- Natural-language object grounding data
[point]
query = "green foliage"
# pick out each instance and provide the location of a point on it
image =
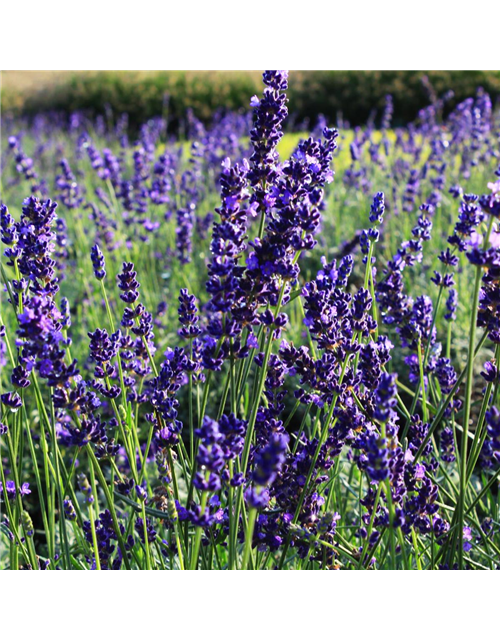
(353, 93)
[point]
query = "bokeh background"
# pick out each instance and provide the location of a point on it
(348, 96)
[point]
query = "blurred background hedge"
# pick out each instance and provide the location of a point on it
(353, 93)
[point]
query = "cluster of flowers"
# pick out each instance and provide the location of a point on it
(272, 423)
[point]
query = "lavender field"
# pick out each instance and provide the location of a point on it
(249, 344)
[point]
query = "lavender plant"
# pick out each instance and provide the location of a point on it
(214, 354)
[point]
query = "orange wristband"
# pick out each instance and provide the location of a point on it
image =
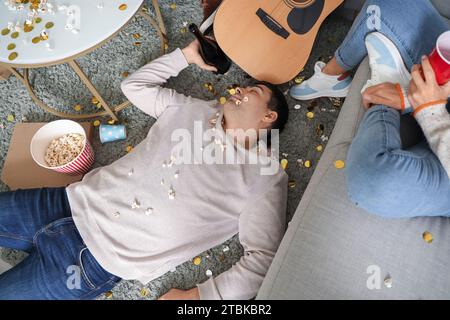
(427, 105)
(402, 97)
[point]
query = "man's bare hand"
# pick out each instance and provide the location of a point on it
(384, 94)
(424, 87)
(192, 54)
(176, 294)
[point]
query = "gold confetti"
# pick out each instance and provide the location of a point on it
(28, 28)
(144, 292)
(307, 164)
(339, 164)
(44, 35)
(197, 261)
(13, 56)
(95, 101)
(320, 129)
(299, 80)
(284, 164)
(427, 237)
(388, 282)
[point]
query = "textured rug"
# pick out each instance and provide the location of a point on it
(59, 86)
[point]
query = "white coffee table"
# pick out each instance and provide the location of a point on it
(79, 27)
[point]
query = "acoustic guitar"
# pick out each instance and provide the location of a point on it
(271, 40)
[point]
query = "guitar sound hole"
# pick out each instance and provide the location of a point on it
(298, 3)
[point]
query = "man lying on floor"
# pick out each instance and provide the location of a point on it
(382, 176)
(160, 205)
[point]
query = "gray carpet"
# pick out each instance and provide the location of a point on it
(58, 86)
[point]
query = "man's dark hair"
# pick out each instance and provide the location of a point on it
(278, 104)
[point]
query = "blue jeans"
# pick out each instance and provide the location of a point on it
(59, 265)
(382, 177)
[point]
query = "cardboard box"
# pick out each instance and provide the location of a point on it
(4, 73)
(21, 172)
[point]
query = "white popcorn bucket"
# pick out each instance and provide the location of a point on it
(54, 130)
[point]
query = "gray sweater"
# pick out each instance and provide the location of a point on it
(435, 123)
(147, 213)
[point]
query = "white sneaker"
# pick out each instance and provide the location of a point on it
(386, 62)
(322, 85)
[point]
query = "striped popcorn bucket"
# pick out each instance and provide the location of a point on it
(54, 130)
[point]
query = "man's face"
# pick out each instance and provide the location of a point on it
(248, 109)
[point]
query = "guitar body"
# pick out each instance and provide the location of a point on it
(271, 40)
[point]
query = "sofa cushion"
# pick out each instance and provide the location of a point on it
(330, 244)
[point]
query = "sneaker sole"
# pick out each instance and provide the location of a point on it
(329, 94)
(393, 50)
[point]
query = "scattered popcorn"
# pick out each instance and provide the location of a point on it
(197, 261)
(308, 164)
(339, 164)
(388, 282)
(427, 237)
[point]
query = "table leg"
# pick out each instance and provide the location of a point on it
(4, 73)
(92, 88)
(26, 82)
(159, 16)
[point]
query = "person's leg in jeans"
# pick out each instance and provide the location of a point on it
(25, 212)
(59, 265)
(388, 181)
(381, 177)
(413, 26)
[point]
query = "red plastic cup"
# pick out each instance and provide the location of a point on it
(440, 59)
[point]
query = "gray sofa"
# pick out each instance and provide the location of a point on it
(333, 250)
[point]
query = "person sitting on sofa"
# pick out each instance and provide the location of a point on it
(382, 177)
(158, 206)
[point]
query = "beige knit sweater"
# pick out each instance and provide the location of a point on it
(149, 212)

- DESCRIPTION OF THE TASK
Once you find the string "jeans" in a line of the records, copy that line.

- TASK OUTPUT
query = "blue jeans"
query = "person's leg in jeans"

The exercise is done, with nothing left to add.